Seu esquife foi carregado em mãos dos acompanhantes, que o levaram pelas ruas de São Paulo. “Constitui uma tocante e expressiva consagração a homenagem que S. Paulo prestou, na tarde de anteontem, à memória de D. Olívia Guedes Penteado, por ocasião de seu sepultamento” (O Estado de São Paulo, 12 de junho de 1934, Falecimentos).

Recorda Goffredo da Silva Telles Jr:

“Havia uma silenciosa multidão na nossa rua, diante de nossa casa. Quando saímos com o caixão e o entregamos aos bombeiros, para que eles o colocassem lá em cima, no carro, sentimos um movimento do povo, uma aproximação compacta de gente, em torno de nós. (…) E então vimos o total inesperado. O povo silenciosamente se assenhorou do esquife embandeirado. Homens desconhecidos, segurando as alças do féretro, puseram-se a caminho. E o levaram, na força de seus braços, pelas ruas de São Paulo, até a sepultura distante, no Cemitério da Consolação. A multidão anônima seguiu atrás. E dispersou ao fim do enterro. Que povo era aquele? Eu não sei; ninguém sabe, nem saberá jamais”.

Foi sepultada no Cemitério da Consolação, na Rua 35, túmulo 1, ao lado de seu marido. O túmulo é encimado por uma escultura de Brecheret, “A descida da Cruz”, obra adquirida por ela em Paris, no Salão do Outono, em 1923. Logo após a sua morte, Guilherme de Almeida, na Seção que mantinha em O Estado de São Paulo, fez-lhe uma bela e sentida homenagem:

“(…) Dona Olívia era o poema da vida. A idéia da vida, o ritmo da vida e a beleza da vida entrelaçavam-se, nela, tão essencialmente bem, que ela impunha a vida, como um poema impõe a verdade que defende, por menos verdadeira que seja essa verdade. (…) Ella apenas encontrou, no seu aparente desaparecimento, uma nova forma de viver…”

Guy

Assim a relembrou Maria de Lourdes Teixeira:

“Essa figura nobilíssima de mulher, bela, fidalga e ultracivilizada, ficará em nossa história literária e artística como uma das inteligências precursoras que emergiram da sociedade “ancien régime” para a compreensão de um Brasil novo construído por uma mentalidade nova”.

------------------------------------

▸ Instruções
1/ Imprima o trecho do texto fornecido de “Seu esquife foi” até “de 1934, Falecimentos).”, inclusive.
2/ Segundo o texto fornecido, que escultura encima o túmulo de Olívia Guedes Penteado?
As linhas abaixo não são necessárias.

[Entradas salvas]

------------------------------------

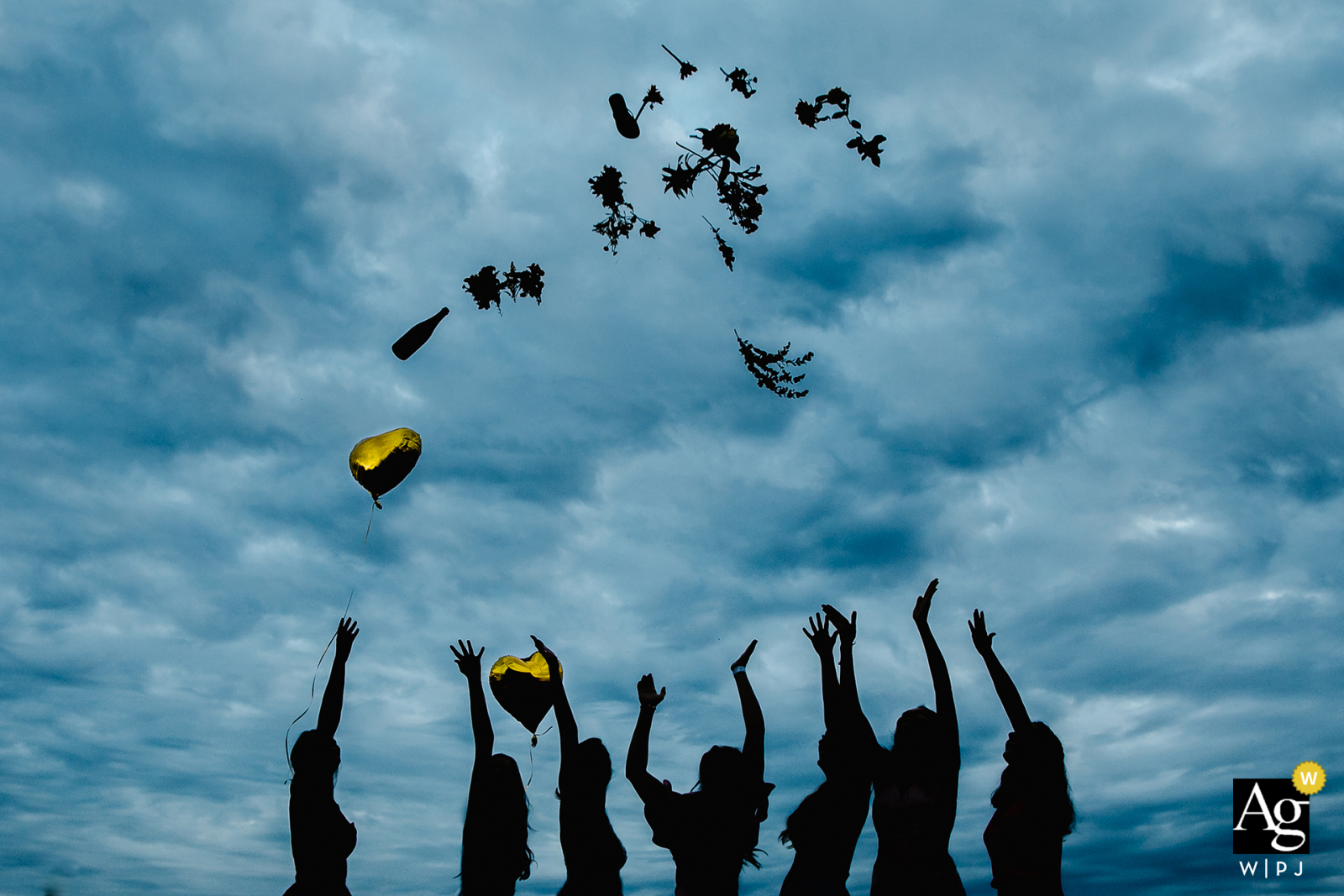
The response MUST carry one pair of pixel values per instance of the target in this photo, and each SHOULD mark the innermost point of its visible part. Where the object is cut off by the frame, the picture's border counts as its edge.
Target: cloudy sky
(1079, 352)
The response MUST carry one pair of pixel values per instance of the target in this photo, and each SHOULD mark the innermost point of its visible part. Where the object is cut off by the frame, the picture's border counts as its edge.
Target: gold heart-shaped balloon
(523, 688)
(381, 463)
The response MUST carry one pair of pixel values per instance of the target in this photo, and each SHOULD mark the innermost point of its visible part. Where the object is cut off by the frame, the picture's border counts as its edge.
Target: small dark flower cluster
(723, 248)
(737, 188)
(738, 80)
(487, 284)
(770, 369)
(810, 113)
(687, 69)
(622, 217)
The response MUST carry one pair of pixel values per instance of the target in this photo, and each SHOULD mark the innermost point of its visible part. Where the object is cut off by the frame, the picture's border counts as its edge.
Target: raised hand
(346, 634)
(468, 660)
(983, 640)
(649, 694)
(822, 637)
(921, 613)
(745, 658)
(847, 629)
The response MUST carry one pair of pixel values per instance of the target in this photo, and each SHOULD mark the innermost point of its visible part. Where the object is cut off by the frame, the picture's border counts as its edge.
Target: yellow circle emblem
(1308, 778)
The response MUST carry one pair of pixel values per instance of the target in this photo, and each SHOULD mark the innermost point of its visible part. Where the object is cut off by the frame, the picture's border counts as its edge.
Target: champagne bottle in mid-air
(417, 336)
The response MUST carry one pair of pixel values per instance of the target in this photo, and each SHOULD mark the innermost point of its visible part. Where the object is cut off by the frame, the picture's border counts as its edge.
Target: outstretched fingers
(745, 658)
(981, 638)
(921, 613)
(844, 627)
(649, 694)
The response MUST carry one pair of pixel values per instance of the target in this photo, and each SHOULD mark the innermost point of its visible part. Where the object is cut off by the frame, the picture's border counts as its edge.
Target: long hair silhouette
(826, 826)
(914, 783)
(495, 851)
(320, 836)
(1032, 808)
(712, 831)
(593, 853)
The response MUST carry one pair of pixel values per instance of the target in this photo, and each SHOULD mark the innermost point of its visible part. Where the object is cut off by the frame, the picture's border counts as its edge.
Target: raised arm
(823, 641)
(328, 716)
(470, 663)
(564, 715)
(937, 665)
(1007, 691)
(753, 747)
(847, 631)
(638, 757)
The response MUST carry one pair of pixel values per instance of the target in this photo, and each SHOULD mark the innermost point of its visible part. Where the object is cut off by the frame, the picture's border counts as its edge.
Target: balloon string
(531, 766)
(312, 687)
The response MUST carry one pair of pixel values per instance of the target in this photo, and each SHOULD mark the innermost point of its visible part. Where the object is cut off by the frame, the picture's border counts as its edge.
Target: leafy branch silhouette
(687, 69)
(770, 369)
(622, 217)
(810, 113)
(739, 78)
(723, 248)
(737, 188)
(487, 284)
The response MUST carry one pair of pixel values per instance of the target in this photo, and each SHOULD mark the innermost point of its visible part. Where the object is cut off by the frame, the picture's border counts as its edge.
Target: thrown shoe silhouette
(417, 336)
(625, 123)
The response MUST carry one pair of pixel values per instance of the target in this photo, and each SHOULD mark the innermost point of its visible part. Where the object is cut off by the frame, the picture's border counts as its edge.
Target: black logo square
(1269, 817)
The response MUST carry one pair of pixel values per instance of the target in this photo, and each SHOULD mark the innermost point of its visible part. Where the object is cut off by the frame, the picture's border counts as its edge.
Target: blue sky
(1079, 354)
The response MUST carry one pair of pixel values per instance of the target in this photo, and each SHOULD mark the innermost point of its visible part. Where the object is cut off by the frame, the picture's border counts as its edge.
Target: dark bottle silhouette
(625, 123)
(914, 785)
(495, 852)
(417, 336)
(319, 835)
(824, 829)
(1032, 810)
(593, 853)
(712, 832)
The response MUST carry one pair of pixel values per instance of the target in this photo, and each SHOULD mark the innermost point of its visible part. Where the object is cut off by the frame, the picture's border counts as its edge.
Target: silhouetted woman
(711, 832)
(914, 785)
(593, 853)
(826, 826)
(319, 835)
(495, 853)
(1032, 810)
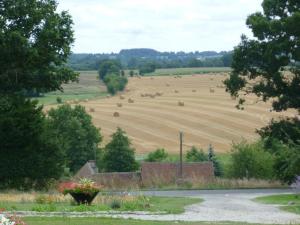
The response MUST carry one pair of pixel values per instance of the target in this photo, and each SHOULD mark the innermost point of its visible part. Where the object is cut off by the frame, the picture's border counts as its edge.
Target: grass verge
(110, 221)
(287, 202)
(118, 203)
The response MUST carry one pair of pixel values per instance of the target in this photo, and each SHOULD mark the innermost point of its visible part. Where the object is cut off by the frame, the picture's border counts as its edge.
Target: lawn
(109, 221)
(288, 202)
(88, 87)
(107, 203)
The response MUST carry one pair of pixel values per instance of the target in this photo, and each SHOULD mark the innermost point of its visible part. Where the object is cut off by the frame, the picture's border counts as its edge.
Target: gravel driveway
(236, 205)
(230, 205)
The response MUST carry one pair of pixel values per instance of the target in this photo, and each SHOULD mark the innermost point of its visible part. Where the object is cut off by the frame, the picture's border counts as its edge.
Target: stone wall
(152, 174)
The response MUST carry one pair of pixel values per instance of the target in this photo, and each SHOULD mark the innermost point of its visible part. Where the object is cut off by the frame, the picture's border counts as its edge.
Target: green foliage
(78, 136)
(259, 64)
(115, 204)
(218, 169)
(159, 155)
(30, 155)
(59, 100)
(282, 139)
(251, 161)
(118, 155)
(35, 42)
(196, 155)
(115, 83)
(287, 161)
(109, 66)
(147, 68)
(285, 130)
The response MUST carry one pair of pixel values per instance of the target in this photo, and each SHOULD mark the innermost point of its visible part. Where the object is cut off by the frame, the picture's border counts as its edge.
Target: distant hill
(134, 58)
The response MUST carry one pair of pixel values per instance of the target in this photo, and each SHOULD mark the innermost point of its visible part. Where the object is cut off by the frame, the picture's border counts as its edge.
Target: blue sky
(164, 25)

------------------------------------

▸ Respostas do exercício
1/
Seu esquife foi carregado em mãos dos acompanhantes, que o levaram pelas ruas de São Paulo. “Constitui uma tocante e expressiva consagração a homenagem que S. Paulo prestou, na tarde de anteontem, à memória de D. Olívia Guedes Penteado, por ocasião de seu sepultamento” (O Estado de São Paulo, 12 de junho de 1934, Falecimentos).

2/ “A descida da Cruz”, de Brecheret.